> [作業指示]
1. 技術移転の記事によると、キュトロニットに四月から加入した大学はどこですか。
2. 金沢大TLOの技術移転事業についての記事を、最後の文の後から書き継いでください。

『中日新聞』2009年6月17日付

金沢大TLOなど10大学連携 創薬へ技術移転加速


来春までに 海外5件着手目指す

金沢大学TLO(技術移転機関)を中心に十大学連携による創薬などへの技術移転事業「KUTLO−NITT(キュトロニット)」が拡大している。医薬メーカーとの契約を結んだほか、五月には米国・アトランタの展示会に共同で初出展。百件を超えた引き合いを足掛かりに「来春までに五件の開発スタートを目標」(平野武嗣金沢大TLO社長)に据える。(鈴木智重)

キュトロニットは、創薬や医療機器開発への技術移転で巨額の開発費や人材不足の課題を解消しようと、金沢、富山、金沢医科、石川県立、新潟など日本海側の七大学で昨年七月に開始した。四月には福井、同志社、山形大も加入。約二千六百人の研究成果について、海外の製薬会社を中心に営業活動する。

元製薬、ワクチン開発の担当者や国際業務にたけた人材八人を交渉の“専門家”にそろえたのが特徴。開始当初から交渉した国内メーカー二社のうち、一社と創薬に向けた開発契約を結び、もう一社も間近という。製薬会社と契約交渉では知識や独特の商慣習のため「従来の態勢では対等な交渉が難しかった」(平野社長)という。

> [インスタンスごとの点による位置特定データ]
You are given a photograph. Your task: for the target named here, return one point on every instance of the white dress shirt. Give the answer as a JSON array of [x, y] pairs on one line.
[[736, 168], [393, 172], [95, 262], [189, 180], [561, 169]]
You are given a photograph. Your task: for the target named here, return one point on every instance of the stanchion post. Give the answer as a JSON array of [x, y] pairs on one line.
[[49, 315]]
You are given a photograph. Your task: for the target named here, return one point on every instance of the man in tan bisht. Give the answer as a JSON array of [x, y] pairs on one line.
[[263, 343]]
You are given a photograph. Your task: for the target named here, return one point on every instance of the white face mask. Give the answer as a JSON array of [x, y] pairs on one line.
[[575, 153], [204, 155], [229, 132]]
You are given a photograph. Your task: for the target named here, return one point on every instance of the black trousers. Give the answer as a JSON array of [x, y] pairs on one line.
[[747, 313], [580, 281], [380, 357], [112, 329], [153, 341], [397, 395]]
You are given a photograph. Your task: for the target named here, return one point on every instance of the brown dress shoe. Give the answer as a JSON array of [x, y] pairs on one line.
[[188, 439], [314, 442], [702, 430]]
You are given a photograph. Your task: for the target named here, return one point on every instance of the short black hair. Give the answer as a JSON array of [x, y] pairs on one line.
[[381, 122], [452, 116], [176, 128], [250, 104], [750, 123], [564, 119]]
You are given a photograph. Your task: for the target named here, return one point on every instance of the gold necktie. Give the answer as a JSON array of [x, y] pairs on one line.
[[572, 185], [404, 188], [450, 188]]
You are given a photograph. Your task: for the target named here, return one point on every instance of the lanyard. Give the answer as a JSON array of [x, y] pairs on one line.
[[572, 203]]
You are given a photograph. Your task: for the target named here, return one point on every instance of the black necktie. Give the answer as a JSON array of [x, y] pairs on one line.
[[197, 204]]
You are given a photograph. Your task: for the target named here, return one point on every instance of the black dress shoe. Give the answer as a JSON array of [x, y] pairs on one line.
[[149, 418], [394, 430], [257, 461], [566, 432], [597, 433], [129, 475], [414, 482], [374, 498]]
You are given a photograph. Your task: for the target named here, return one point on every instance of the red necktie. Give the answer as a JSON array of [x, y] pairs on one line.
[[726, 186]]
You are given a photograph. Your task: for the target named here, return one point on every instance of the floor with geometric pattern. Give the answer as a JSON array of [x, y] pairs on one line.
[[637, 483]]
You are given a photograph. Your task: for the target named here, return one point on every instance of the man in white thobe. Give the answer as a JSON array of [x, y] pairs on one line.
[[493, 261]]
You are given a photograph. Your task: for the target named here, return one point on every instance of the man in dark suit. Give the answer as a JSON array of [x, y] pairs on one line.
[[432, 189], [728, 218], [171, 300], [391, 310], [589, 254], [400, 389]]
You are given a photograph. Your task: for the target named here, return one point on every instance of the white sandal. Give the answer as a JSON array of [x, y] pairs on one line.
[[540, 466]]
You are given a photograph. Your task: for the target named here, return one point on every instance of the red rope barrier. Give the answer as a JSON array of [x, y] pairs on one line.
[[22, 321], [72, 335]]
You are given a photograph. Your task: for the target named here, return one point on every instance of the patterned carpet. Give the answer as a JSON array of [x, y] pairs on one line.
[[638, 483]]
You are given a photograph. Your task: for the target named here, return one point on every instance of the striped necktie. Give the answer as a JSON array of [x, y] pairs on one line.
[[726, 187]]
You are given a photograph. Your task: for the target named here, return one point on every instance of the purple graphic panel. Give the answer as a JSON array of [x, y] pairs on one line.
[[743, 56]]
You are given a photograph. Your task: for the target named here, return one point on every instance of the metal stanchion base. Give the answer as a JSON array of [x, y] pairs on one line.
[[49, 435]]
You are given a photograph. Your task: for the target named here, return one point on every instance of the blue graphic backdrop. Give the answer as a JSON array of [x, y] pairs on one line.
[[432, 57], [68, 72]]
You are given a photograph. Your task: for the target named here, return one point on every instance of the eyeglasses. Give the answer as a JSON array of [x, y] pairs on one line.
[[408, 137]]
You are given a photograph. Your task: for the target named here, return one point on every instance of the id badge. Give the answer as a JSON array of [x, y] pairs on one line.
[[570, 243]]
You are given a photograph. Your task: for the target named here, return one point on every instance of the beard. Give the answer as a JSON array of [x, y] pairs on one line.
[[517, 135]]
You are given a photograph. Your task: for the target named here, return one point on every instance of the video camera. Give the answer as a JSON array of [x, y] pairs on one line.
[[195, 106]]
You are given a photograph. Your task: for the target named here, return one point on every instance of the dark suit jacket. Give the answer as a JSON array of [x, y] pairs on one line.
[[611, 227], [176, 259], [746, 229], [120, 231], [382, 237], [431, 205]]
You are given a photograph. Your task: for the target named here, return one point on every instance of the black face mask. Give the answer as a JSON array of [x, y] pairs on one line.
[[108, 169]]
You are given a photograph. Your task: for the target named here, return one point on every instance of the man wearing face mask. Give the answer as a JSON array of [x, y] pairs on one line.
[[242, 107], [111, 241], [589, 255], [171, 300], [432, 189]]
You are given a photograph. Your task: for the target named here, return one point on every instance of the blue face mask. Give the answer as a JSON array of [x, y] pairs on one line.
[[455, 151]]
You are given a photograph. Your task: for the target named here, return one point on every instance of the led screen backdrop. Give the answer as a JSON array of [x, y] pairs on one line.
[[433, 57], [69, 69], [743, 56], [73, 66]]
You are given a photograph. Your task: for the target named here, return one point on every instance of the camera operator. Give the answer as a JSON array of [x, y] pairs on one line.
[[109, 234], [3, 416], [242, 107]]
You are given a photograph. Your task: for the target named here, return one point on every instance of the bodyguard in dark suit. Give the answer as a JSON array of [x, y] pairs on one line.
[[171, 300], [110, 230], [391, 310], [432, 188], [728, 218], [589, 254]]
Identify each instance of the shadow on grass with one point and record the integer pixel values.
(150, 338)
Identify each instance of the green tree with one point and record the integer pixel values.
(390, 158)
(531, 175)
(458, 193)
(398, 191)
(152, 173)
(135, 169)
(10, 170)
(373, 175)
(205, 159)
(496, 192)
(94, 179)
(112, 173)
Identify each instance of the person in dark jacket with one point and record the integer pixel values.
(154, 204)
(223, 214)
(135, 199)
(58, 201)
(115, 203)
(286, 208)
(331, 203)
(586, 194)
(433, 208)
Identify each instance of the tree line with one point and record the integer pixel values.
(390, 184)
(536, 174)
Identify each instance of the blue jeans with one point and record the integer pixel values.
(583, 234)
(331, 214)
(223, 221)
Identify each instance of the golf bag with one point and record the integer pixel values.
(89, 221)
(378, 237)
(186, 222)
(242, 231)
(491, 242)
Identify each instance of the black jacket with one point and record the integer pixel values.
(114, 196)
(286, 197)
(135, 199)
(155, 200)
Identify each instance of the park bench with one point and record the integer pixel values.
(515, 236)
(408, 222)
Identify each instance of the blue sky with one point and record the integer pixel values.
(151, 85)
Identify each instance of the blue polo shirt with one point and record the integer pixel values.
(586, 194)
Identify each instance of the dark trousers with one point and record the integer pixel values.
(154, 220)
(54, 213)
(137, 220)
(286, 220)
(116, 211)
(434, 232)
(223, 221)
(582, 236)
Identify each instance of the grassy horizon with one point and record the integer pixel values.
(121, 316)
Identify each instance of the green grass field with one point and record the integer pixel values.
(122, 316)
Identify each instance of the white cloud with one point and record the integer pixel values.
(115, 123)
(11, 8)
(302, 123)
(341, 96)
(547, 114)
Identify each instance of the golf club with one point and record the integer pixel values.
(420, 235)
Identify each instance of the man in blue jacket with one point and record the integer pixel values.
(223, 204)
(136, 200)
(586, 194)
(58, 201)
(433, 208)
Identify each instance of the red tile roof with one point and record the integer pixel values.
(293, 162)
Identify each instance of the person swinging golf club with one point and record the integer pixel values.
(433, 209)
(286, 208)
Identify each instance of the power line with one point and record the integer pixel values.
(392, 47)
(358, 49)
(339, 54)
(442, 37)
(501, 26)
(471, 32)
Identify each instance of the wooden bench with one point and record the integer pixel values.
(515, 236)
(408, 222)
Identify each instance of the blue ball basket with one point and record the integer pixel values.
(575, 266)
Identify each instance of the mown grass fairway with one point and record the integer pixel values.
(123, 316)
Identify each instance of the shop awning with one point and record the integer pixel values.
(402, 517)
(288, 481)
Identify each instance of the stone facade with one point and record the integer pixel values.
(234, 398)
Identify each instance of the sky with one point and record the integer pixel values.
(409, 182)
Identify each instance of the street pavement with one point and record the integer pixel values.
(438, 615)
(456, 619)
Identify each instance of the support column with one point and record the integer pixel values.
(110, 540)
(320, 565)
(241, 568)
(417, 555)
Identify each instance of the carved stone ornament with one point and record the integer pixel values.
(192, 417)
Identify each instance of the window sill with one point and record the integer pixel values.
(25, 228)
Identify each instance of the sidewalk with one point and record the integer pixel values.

> [課題別の出力]
1. 福井、同志社、山形大です。

2.
各国の製薬会社の有力者が集まる米での展示会では、十大学からえりすぐった十四の研究成果を発表。金沢大TLO単独で出展していた昨年までと比べても関心が高かったといい、商談を進め契約成立を目指す。

金沢大TLO発足から今年三月末までの六年半で、特許出願三百二十三件のうち五十九件でライセンスなどの収入を得ており、累計は約一億円。医薬などライフサイエンスは特許数で半数を占めるものの、実際に技術移転に結び付いていなかった。平野社長は「優秀なのに目につかなかった研究を実業化させる仕組みとして、(キュトロニットに)手応えを感じている」と話している。